WHAT TO DO ▸ Reproduce the material below verbatim, keeping every line unchanged.
==== EXTRACTED RECORDS ====
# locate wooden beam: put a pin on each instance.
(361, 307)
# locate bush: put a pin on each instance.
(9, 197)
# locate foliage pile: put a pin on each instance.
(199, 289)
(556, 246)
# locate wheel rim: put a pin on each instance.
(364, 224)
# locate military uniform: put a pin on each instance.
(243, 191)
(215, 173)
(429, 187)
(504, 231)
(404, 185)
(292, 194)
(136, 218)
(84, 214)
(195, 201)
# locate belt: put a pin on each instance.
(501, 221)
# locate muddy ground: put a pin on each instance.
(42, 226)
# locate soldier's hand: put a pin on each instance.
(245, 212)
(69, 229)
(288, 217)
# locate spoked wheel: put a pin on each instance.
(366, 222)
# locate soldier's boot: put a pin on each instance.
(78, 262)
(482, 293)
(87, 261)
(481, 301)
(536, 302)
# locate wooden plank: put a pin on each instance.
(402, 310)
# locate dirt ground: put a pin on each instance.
====
WRITTEN SOLUTION ▸
# locate wooden beam: put a pin on each instance.
(361, 307)
# locate bush: put a pin on each instance.
(9, 197)
# locate foliage pile: put a pin on each instance.
(199, 289)
(556, 246)
# locate wheel rim: put a pin on each instance.
(364, 224)
# locate military uniform: put a pin on each instance.
(243, 191)
(215, 173)
(429, 187)
(504, 231)
(404, 185)
(292, 194)
(136, 218)
(84, 214)
(195, 201)
# locate belt: put a pin on each instance.
(501, 221)
# locate muddy ground: put a pin on each instance.
(42, 226)
# locate soldier's hand: put a pin on each instance.
(245, 212)
(69, 229)
(288, 217)
# locate spoked wheel: put a pin on each instance.
(366, 222)
# locate soldier's boot: put a pin on each instance.
(78, 262)
(482, 293)
(87, 261)
(481, 301)
(536, 302)
# locate wooden plank: put a pin on each instance.
(402, 310)
# locate dirt ground: put a pin on each instance.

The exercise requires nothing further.